--- Directions for this task ---
Find each line in the listing below that contains the string "rock" with the same capitalization, and copy those lines.

Position annotation records:
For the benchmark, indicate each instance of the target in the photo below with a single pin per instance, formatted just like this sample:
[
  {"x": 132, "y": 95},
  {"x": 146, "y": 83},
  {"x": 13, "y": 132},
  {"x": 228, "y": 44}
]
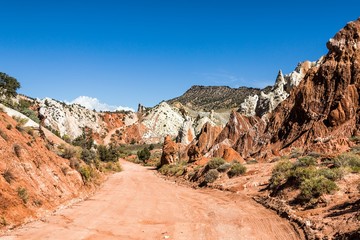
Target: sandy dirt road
[{"x": 137, "y": 204}]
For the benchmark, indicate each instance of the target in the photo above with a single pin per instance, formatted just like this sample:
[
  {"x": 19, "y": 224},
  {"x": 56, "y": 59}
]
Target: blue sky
[{"x": 129, "y": 52}]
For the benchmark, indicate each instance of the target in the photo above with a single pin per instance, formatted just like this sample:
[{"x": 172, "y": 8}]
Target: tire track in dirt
[{"x": 137, "y": 204}]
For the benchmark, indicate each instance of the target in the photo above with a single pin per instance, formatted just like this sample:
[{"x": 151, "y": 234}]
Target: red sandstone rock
[{"x": 170, "y": 152}]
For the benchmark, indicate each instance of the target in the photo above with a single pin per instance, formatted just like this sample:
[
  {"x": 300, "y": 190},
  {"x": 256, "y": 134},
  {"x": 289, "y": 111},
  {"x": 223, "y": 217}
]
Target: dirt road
[{"x": 137, "y": 204}]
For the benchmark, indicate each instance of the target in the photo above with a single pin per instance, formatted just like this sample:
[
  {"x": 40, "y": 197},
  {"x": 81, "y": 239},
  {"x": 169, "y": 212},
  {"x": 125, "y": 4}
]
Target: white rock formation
[
  {"x": 163, "y": 120},
  {"x": 68, "y": 119},
  {"x": 267, "y": 102}
]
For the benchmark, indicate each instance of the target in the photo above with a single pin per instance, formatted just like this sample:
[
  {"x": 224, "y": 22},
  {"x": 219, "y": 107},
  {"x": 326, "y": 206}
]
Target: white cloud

--- Problem solution ---
Target: red sandstone rock
Target: white rock formation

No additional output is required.